START Materials provided
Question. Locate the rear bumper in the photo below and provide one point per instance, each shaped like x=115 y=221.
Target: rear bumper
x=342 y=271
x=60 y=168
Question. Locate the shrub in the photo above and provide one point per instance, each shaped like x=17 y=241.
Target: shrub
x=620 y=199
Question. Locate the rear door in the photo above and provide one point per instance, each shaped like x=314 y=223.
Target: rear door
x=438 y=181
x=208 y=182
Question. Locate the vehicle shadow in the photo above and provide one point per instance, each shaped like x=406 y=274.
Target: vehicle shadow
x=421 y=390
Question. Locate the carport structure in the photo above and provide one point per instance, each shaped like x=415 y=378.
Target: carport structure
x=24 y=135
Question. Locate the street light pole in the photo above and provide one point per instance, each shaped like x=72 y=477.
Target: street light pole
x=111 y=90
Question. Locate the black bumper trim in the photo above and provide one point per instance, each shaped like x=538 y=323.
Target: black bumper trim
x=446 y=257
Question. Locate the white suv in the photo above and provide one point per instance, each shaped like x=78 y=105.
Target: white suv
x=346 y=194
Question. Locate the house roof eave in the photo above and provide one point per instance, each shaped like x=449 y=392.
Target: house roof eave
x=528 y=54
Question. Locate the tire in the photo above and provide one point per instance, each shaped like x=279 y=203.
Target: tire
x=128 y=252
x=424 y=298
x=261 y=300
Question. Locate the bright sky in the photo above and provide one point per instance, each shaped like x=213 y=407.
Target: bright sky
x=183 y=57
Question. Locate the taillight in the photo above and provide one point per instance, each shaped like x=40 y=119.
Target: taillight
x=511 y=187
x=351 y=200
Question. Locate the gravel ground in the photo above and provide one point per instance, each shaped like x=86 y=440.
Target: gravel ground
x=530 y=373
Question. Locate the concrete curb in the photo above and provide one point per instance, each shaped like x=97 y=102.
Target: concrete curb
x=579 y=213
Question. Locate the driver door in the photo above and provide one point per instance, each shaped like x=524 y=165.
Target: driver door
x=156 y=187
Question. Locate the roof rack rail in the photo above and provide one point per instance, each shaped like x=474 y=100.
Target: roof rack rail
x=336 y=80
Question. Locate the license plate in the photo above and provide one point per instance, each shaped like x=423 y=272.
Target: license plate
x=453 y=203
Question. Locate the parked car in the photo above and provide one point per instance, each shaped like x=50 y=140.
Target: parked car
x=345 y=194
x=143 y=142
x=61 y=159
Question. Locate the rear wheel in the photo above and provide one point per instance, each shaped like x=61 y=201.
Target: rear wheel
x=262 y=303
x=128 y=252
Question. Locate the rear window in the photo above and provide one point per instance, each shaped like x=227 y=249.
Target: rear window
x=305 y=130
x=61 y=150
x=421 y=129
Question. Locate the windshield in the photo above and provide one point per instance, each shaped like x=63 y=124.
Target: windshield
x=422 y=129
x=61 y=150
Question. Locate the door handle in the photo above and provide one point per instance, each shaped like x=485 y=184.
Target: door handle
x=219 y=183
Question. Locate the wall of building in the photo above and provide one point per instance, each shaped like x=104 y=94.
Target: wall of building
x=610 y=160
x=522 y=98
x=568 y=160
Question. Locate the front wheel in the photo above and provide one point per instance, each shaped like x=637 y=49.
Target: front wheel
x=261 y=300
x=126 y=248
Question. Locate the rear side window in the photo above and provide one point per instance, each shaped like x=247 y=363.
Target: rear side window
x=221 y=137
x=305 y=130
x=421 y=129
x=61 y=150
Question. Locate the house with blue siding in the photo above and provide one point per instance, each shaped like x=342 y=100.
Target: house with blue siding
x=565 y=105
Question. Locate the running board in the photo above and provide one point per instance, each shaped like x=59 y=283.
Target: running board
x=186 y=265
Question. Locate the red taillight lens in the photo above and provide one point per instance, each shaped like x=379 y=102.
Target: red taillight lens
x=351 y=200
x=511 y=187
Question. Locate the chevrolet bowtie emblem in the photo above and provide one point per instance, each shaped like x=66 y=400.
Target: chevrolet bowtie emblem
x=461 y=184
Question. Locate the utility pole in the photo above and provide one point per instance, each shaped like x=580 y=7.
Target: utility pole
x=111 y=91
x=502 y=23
END Materials provided
Required work
Would you give the material above again, complete and exact?

The completed task
Question. Locate the rear bumper in the photo below and provide one point per instance, each shaped like x=115 y=221.
Target: rear bumper
x=342 y=271
x=60 y=168
Question. Locate the shrub in the photo above and provide one point per instance, each shaped like x=17 y=241.
Target: shrub
x=620 y=199
Question. Locate the rear door in the photo above and provide one point per instance, each shaped like x=314 y=223.
Target: rear door
x=438 y=181
x=208 y=182
Question. Locate the vehicle shadow in the photo above and provide one point per instance, each shaped like x=406 y=274.
Target: vehicle shadow
x=421 y=390
Question. Locate the carport structure in the photo above and provide one point per instance, each shaped like x=415 y=378.
Target: carport structure
x=24 y=135
Question. Locate the street light pole in the photo above and provide one point per instance, each shaped like x=72 y=477.
Target: street light pole
x=111 y=90
Question. Locate the black bumper trim in the photo above and provide one point per instance, each shaped like x=538 y=323.
Target: black bumper trim
x=446 y=257
Question. Locate the white suv in the photo above and provide one point per instance, each shaped like x=78 y=105.
Target: white suv
x=346 y=194
Question. Locate the house roof eave in the photo above and provide one point per instance, each shaped like x=449 y=392.
Target: house roof eave
x=528 y=54
Question. Locate the tire in the photo above and provide one point per instance, each shaped like x=279 y=203.
Target: tire
x=128 y=252
x=424 y=298
x=261 y=300
Question. Locate the bright sky in the photo above and provide one point per instance, each shaped like x=213 y=407.
Target: bright sky
x=183 y=57
Question. Locate the taillight in the photo above and provide one point per instance, each shaped like x=40 y=119.
Target: taillight
x=511 y=187
x=351 y=200
Question. Locate the gravel ground in the photo above and provide one point per instance, each shaped like x=86 y=440.
Target: gravel ground
x=530 y=373
Question. Locate the concrete curb in the photo above and provide one point per instance, each shaped like x=97 y=102.
Target: concrete curb
x=579 y=213
Question. Locate the driver door in the photo above and provide one point per instance, each shaped like x=524 y=165.
Target: driver door
x=156 y=187
Question. Locate the roof rack rail in the photo above and provide one point per instance, each shaped like x=474 y=100.
Target: roof rack rail
x=336 y=80
Question. Locate the license plate in the photo above and provide one point per instance, each shaped like x=423 y=272.
Target: license plate
x=453 y=203
Question. Locate the parked car in the photo above and provide one point per instance, each shaped like x=50 y=140.
Target: parked car
x=345 y=194
x=143 y=142
x=61 y=159
Question. Locate the rear wheel in the photo above and provide one point per instance, each shaped like x=61 y=201.
Target: rear wheel
x=262 y=303
x=128 y=252
Question. Locate the rear window in the photo above and provide one point per instance, each shaped like x=227 y=249.
Target: rear window
x=305 y=130
x=61 y=150
x=421 y=129
Question. Locate the windshield in the photo above and provide one point per instance, each shaped like x=63 y=124.
Target: windshield
x=422 y=129
x=61 y=150
Question. Locate the door handle in the photo above and provide one point per instance, each shaped like x=485 y=184.
Target: door handle
x=219 y=183
Question. Locate the wall of building in the photo above and provide one point per instance, each shaped like x=104 y=94.
Target: wall of building
x=610 y=160
x=522 y=98
x=568 y=160
Question. Locate the front wheel in the photo above and provide one point per instance, each shaped like x=637 y=49.
Target: front wheel
x=261 y=300
x=126 y=248
Question. Locate the rear side window in the photo above and provide one point per instance, each shaped like x=247 y=363.
Target: rear side window
x=221 y=137
x=305 y=130
x=421 y=129
x=61 y=150
Question. Locate the house with blue siding in the photo above and provide one point per instance, each shaped like x=342 y=100.
Target: house with blue siding
x=565 y=105
Question. Locate the running board in the photo above and provide one point per instance, each shaped like x=59 y=283.
Target: running board
x=186 y=265
Question. Locate the red taillight lens in the photo above and provide one point per instance, each shaped like x=379 y=102.
Target: red taillight lens
x=351 y=200
x=511 y=187
Question. Locate the chevrolet bowtie emblem in the photo above and provide one point per instance, each shaped like x=66 y=400.
Target: chevrolet bowtie emblem
x=461 y=184
Question. Locate the utility pole in the photo above and provide one point per instance, each shaped like x=580 y=7.
Target: utility pole
x=111 y=91
x=502 y=23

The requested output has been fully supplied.